━━━━━ Data for the task ━━━━━
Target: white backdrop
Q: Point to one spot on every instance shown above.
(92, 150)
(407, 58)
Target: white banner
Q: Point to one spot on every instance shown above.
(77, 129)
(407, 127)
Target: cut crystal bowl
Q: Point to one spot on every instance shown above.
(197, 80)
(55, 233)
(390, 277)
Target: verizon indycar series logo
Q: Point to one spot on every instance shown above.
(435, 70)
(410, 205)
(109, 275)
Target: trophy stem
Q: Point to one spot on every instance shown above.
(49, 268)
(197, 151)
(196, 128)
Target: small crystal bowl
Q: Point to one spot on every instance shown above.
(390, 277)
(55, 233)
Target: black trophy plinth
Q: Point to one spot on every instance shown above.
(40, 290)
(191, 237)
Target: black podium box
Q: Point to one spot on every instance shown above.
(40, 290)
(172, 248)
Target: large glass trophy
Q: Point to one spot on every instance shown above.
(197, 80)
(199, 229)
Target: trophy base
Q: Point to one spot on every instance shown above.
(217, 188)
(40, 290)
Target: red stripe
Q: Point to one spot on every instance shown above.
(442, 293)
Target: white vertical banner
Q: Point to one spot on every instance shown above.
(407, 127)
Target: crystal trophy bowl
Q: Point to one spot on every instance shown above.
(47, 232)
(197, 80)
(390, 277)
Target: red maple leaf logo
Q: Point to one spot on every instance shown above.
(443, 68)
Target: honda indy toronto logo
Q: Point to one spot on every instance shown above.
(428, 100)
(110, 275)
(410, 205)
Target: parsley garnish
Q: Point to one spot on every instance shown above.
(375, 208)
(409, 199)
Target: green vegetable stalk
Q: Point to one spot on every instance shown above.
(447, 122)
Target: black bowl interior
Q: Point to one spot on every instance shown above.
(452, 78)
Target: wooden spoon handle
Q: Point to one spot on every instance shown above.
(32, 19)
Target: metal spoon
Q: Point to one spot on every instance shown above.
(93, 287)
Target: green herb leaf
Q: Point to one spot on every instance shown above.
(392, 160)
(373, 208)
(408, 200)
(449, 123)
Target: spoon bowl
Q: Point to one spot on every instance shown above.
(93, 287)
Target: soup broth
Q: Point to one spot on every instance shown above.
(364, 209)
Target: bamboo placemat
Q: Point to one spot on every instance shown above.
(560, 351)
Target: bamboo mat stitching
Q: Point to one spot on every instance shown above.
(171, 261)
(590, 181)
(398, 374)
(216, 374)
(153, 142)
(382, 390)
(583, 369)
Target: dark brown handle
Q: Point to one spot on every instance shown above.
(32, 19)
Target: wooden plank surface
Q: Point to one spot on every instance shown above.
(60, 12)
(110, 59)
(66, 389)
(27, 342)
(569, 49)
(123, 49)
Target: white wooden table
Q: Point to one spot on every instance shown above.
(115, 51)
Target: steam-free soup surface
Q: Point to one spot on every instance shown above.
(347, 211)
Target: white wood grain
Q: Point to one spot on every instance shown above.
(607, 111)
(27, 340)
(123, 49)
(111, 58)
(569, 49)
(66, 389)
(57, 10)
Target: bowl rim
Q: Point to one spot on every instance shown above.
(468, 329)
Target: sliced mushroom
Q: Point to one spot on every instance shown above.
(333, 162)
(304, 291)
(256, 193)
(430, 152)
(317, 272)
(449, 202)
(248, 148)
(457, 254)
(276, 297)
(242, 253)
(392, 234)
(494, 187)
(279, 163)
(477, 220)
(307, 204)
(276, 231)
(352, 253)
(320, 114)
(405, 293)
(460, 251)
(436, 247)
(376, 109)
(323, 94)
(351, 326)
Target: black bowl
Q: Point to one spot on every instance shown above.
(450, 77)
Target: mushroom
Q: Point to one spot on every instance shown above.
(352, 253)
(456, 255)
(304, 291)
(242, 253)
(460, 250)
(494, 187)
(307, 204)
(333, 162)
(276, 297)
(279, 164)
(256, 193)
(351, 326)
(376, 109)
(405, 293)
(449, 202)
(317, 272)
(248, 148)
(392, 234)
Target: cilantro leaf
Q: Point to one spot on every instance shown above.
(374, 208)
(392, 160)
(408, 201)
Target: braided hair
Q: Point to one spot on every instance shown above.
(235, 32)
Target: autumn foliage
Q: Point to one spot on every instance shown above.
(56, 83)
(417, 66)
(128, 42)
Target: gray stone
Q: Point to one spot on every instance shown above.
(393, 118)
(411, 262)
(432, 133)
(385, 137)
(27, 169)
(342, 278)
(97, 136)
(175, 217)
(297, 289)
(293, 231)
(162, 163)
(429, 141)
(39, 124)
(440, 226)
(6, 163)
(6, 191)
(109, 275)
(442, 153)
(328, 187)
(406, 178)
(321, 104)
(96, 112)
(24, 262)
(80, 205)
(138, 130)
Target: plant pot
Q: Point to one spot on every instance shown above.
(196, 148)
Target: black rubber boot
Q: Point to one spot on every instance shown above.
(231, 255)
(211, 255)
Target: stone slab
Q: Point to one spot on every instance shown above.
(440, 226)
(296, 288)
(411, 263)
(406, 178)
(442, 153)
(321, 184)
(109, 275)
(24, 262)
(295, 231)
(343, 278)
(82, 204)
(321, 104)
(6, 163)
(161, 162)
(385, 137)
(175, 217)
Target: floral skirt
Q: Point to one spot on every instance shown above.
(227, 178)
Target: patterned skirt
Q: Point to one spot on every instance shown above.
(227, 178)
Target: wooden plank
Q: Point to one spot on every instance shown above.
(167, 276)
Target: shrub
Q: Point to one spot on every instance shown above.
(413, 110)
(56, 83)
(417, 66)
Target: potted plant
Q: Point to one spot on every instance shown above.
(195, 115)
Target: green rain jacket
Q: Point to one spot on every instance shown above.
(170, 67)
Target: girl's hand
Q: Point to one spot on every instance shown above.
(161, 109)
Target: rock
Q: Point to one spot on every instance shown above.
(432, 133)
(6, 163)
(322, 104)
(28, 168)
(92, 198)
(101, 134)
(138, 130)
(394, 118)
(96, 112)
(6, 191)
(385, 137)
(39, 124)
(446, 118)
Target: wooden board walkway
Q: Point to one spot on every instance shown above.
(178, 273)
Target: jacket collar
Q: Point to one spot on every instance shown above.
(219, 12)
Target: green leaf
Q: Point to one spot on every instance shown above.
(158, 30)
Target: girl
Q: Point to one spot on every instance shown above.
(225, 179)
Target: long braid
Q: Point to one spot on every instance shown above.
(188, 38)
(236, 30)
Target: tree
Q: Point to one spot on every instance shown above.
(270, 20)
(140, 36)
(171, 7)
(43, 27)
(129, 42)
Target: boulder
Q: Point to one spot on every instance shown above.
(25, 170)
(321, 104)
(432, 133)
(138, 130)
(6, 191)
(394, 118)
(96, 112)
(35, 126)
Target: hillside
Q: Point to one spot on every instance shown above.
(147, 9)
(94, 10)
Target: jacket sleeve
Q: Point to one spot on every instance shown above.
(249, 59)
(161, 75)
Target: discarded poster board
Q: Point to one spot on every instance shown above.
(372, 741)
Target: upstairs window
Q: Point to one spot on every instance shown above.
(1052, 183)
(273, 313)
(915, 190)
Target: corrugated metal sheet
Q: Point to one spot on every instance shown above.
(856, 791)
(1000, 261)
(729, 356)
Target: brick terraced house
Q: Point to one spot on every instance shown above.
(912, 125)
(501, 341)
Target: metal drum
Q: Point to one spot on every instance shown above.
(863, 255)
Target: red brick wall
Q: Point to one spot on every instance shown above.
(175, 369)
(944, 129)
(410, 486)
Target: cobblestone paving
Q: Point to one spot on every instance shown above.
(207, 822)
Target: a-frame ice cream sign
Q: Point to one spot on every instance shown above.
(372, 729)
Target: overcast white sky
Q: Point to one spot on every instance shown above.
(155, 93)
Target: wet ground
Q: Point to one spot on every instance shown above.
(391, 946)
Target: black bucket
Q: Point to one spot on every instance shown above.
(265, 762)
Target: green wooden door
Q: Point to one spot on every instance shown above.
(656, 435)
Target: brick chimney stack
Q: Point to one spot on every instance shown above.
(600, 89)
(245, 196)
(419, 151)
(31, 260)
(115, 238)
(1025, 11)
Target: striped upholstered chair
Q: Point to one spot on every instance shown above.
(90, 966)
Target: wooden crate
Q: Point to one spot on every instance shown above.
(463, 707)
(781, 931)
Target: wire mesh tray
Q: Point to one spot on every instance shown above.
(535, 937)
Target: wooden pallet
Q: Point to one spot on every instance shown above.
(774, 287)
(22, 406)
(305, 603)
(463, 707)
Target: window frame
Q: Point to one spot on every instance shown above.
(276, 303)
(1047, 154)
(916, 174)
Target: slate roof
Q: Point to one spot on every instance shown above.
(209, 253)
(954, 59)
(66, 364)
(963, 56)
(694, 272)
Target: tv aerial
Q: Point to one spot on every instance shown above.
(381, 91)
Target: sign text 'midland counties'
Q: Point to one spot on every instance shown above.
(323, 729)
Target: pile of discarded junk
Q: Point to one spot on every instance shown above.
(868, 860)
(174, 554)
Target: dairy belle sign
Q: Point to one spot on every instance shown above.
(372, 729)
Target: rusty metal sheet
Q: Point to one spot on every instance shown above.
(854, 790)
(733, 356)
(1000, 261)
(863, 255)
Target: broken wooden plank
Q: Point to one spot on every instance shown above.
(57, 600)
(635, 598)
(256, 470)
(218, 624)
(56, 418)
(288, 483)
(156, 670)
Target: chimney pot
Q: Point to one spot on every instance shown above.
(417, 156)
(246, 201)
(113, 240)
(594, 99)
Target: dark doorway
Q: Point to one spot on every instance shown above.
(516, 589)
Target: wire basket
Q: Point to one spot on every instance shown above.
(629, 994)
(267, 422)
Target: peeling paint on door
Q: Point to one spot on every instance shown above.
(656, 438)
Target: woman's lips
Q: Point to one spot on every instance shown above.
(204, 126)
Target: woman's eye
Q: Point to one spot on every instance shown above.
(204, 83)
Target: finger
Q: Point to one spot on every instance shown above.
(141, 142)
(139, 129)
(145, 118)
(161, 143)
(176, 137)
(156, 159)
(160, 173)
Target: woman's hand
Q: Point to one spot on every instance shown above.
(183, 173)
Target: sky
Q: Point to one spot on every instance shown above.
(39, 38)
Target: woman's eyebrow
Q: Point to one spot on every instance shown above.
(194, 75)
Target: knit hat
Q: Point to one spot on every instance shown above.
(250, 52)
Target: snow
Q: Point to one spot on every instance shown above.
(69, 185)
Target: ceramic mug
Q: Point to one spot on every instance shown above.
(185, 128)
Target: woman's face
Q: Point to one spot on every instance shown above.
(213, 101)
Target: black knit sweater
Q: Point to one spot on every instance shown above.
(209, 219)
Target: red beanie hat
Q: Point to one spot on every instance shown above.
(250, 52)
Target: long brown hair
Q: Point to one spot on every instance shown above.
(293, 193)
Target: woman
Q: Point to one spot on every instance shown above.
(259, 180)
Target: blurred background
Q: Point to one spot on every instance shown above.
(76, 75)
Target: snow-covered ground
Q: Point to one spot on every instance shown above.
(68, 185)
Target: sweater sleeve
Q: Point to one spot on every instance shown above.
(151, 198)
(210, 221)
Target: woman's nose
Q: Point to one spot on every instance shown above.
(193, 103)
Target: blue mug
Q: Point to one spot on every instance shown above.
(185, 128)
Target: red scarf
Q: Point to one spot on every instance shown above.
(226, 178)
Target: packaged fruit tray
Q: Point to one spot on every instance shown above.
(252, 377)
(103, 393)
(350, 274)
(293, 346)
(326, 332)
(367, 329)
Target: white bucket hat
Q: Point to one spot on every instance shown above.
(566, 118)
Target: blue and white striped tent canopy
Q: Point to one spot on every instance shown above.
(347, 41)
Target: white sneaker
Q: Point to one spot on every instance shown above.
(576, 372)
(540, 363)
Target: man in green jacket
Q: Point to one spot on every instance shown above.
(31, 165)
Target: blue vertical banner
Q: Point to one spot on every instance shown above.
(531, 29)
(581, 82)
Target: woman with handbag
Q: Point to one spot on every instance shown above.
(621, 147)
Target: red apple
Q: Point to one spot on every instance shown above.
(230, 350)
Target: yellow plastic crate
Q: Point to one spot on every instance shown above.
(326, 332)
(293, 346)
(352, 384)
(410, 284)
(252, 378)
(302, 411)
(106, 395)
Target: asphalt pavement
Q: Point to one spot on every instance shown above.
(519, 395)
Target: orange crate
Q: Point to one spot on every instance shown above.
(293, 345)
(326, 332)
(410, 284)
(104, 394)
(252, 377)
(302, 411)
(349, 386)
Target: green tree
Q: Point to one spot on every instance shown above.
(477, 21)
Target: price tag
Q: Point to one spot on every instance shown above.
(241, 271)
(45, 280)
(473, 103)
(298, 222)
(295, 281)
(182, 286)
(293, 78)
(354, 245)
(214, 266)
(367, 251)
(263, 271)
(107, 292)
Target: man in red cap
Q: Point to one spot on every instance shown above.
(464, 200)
━━━━━
Given task: Give exactly the lines from the one with "Target: sweater sleeve" to the end of the entries, nothing before them.

Task solution:
Target: sweater sleeve
Q: Point to one spot on every instance shown above.
(151, 198)
(210, 221)
Target: woman's nose
Q: Point to one spot on every instance shown above.
(193, 103)
Target: blue mug
Q: Point to one spot on every instance shown above.
(185, 128)
Target: red scarf
Q: Point to one spot on every instance shown above.
(226, 178)
Target: packaged fruit tray
Q: Point to one spot on every instance shown above.
(252, 377)
(103, 393)
(350, 274)
(293, 346)
(326, 332)
(367, 329)
Target: white bucket hat
Q: Point to one spot on every instance shown above.
(566, 118)
Target: blue and white striped tent canopy
Q: Point to one spot on every instance shown above.
(347, 41)
Target: white sneaker
Q: Point to one spot on every instance shown above.
(576, 372)
(540, 363)
Target: man in green jacket
Q: Point to one spot on every instance shown above.
(31, 165)
Target: blue vertical banner
Q: Point to one spot on every instance shown above.
(531, 29)
(581, 82)
Target: woman with handbag
Q: Point to one spot on every instance shown above.
(621, 147)
Target: red apple
Q: Point to one spot on every instance shown above.
(230, 350)
Target: yellow plastic crate
Q: Point to one spot on every instance shown above.
(326, 332)
(293, 346)
(352, 384)
(410, 284)
(252, 378)
(302, 411)
(106, 395)
Target: asphalt pavement
Q: Point to one spot on every instance shown above.
(519, 395)
Target: orange crate
Q: Point to one spot on every instance shown above.
(293, 345)
(326, 332)
(410, 284)
(104, 394)
(252, 377)
(302, 411)
(349, 386)
Target: green tree
Q: Point to one spot on every instance shown above.
(477, 21)
Target: price tag
Q: Point to one spot on every instance shown above.
(241, 271)
(45, 280)
(473, 103)
(298, 222)
(295, 281)
(182, 286)
(293, 78)
(354, 245)
(214, 266)
(367, 251)
(263, 271)
(107, 292)
Target: man in red cap
Q: Point to one spot on every instance shown above.
(464, 200)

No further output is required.